» **DOCUMENT EXTRACT**:
==================================================
That ideal is what is behind reports that in 2003, Medellín had the highest percentage of teenage anorexia in the world, at a concerning 17.7%. I would contend that the same ideal is behind the five unnecessary deaths in Medellín this year.

Ladies and gentlemen of the jury, I put it to you that the beauty and cosmetic surgery industries cannot be trusted to behave responsibly, and the state has so far proved ineffective in regulating them.

Let’s fight to give our children real confidence, real opportunities and a real sense of beauty, and avoid unnecessary and dangerous operations in the future.

plastic surgery Colombia, cosmetic surgery For the defence

There are many theories about why beauty is so important in Colombia. One, supported to some degree by the performance of Colombians in the world’s beauty pageants, is that Colombia simply does have more than its fair share of beautiful people. Another is that decades of violence have made beautiful fairy tales all the more appealing.

Both beauty and intelligence are qualities you are born with, and that you can develop further as you grow up. Why is it that we somehow trivialise those born beautiful – or those that want to look better – and revere those who are born intelligent and who want to study?

Ladies and gentlemen of the jury, I posit very strongly that the prosecution is hugely diminishing both the importance of beauty and the profession of plastic surgery.
==================================================
» **PROVIDED INFORMATION**:
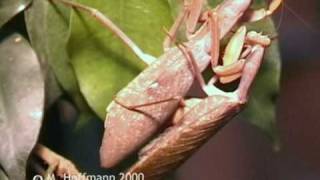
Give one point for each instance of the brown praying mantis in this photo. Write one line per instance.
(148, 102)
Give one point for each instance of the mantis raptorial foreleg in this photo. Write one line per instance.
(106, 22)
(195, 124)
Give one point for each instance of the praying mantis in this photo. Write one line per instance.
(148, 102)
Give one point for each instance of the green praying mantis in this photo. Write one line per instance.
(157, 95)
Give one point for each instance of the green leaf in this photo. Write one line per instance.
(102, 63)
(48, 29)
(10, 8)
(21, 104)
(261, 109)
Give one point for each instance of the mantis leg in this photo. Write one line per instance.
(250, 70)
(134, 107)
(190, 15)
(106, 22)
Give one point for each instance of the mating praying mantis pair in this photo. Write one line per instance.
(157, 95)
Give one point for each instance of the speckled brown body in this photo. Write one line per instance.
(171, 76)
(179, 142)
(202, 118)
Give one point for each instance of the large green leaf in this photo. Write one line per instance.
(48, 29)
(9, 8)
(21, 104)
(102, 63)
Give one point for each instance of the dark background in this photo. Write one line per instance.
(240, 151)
==================================================
» **WORK TASK A**: From the cosmetic surgery debate text, print everything from "That ideal is" down to "Medellín this year.".
» **WORK TASK B**: Translate this sentence from the cosmetic surgery debate text into Spanish: "Let’s fight to give our children real confidence, real opportunities and a real sense of beauty, and avoid unnecessary and dangerous operations in the future."

» **ANSWER SECTION A**:
That ideal is what is behind reports that in 2003, Medellín had the highest percentage of teenage anorexia in the world, at a concerning 17.7%. I would contend that the same ideal is behind the five unnecessary deaths in Medellín this year.

» **ANSWER SECTION B**: Luchemos para dar a nuestros hijos una confianza real, oportunidades reales y un sentido real de la belleza, y evitemos operaciones innecesarias y peligrosas en el futuro.